* Task description *
In the listing below, start your output at the line with "Target: blue window shutter" and end it after the line with "Annotation task — mark the white lace", copying every line exactly.

(Data for analysis)

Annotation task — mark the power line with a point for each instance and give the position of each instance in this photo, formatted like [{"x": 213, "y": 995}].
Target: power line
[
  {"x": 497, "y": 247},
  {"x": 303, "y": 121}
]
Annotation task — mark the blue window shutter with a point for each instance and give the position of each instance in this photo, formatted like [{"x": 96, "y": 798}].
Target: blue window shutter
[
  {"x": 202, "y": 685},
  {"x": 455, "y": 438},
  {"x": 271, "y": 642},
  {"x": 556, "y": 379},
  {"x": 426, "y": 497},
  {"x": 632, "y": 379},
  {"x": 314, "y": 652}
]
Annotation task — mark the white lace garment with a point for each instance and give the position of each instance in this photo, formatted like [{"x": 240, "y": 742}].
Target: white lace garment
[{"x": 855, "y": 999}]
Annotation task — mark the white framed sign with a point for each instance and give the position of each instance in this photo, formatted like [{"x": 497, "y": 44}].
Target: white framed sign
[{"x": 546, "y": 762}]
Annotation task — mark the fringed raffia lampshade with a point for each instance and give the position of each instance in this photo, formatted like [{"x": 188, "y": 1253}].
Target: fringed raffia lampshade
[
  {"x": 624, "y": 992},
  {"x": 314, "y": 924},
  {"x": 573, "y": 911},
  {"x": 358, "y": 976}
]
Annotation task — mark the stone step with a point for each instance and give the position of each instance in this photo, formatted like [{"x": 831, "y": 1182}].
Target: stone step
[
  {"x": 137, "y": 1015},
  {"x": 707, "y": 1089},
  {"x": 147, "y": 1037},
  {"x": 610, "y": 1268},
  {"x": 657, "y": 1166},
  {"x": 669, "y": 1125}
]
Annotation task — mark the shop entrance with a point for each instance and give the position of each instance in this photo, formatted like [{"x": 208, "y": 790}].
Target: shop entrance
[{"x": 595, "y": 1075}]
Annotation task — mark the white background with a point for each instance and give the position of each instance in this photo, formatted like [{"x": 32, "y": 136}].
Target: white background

(End Data for analysis)

* Response area *
Target: blue window shutter
[
  {"x": 202, "y": 685},
  {"x": 455, "y": 438},
  {"x": 271, "y": 642},
  {"x": 556, "y": 379},
  {"x": 426, "y": 497},
  {"x": 632, "y": 379},
  {"x": 314, "y": 652}
]
Annotation task — mark the white lace garment with a point for each instance and give the position of each instance in this photo, formatted like [{"x": 240, "y": 742}].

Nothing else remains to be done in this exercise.